__Exercise details__:
Give back exactly the lines of the material below that start at the line containing "Please locate the carved scroll" and end at the line containing "Please locate the wood grain", and no others.

__Extracted data__:
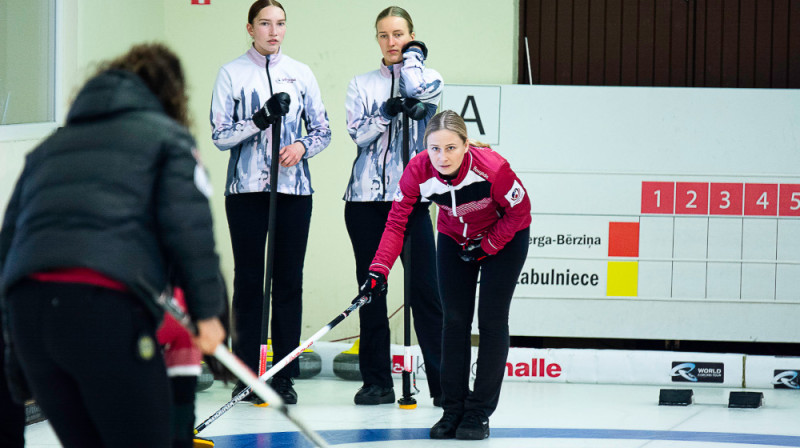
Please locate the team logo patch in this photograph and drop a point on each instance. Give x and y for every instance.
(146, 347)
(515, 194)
--
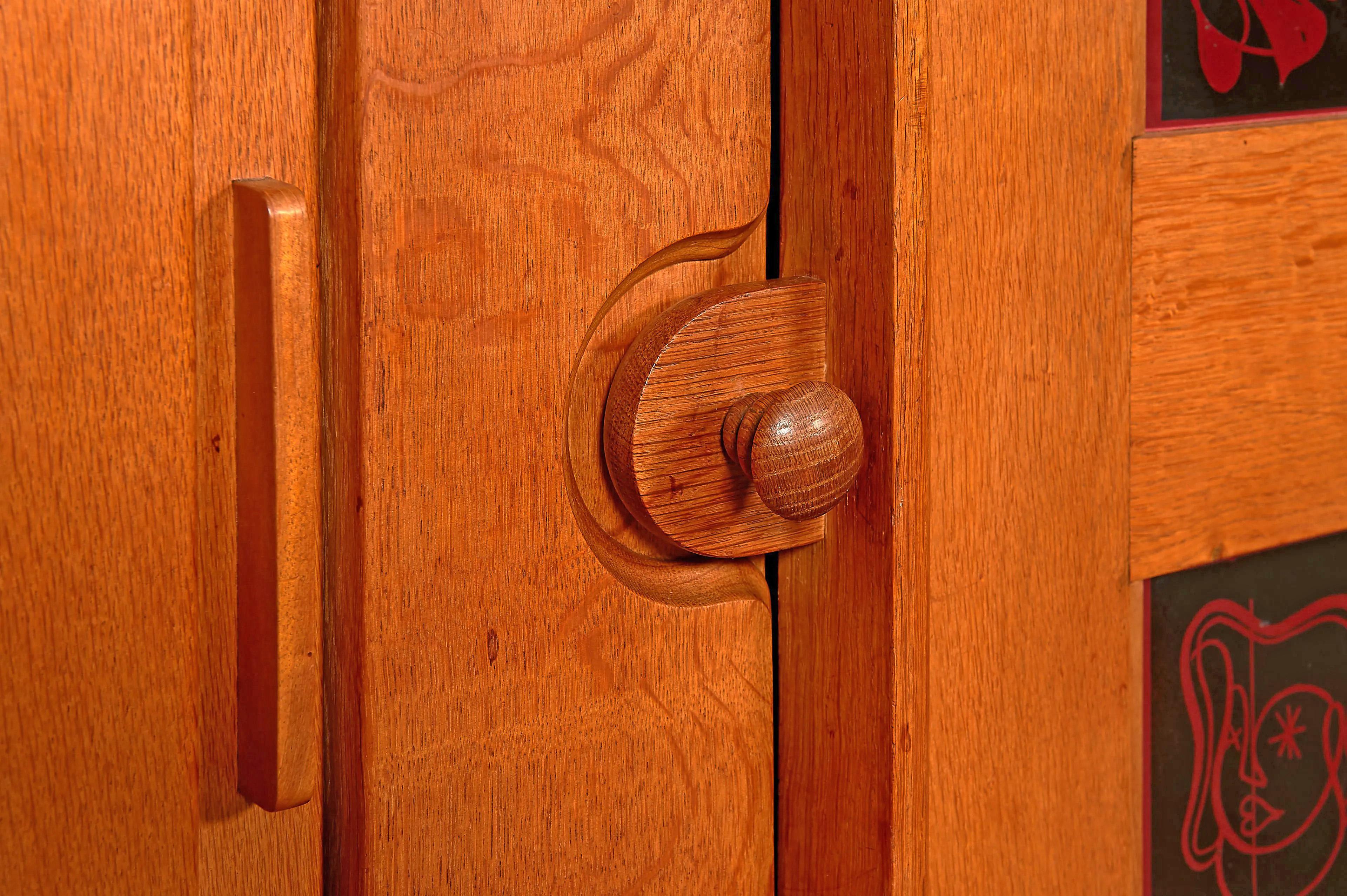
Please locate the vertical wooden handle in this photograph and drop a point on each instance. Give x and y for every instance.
* * *
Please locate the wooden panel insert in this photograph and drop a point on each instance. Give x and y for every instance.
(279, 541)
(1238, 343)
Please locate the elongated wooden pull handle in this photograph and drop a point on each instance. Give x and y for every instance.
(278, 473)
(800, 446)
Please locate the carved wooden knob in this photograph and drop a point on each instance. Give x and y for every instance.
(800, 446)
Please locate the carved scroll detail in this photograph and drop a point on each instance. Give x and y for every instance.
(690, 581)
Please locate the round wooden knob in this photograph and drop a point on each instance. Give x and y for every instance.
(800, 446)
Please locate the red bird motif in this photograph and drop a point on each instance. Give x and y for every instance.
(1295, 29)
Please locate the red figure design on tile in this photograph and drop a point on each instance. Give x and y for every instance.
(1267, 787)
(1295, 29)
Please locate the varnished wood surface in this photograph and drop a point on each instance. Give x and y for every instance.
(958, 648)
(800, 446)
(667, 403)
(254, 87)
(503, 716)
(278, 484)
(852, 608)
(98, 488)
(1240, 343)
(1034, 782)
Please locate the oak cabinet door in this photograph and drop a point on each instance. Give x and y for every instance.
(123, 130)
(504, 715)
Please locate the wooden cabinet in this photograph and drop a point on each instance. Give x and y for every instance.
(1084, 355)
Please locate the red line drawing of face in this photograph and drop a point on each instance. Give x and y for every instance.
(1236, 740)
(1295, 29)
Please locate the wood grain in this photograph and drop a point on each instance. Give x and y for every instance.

__Task response__:
Please locate the carved scroll detail in this photograph and drop a point on each instance. Give x and y for every instance.
(690, 581)
Please locate the round wooden knob in this photograph and drop a point on each instance. Give x and y for every instance.
(800, 446)
Please locate the red bird motif in this photograph and drop a point on each instance. Give x and y for every instance.
(1295, 29)
Please locate the red figure design on tile in this photograph and drop a point on each instance. Give x and y for every instance.
(1267, 787)
(1295, 29)
Please locate the varnished wood surface in this photograph and drop a point on each instance. Give x and y for every instance.
(958, 648)
(800, 446)
(667, 403)
(254, 87)
(503, 716)
(278, 484)
(852, 608)
(98, 488)
(1240, 343)
(1034, 782)
Please locate the oak cabinet door in this photograph and drop a point on each instance. Give x and y for every instance.
(123, 130)
(504, 715)
Please locate the wooden cabinet in this photograph and drop a point on each instance. Give x and y for every instance.
(1084, 355)
Please locate the red line drawing of face in this photograph and drop a point on each instance. Give x and y for every instance.
(1236, 740)
(1295, 29)
Please locate the wood grain in this photograph and drop a point on each instance. Give x and y for every instance.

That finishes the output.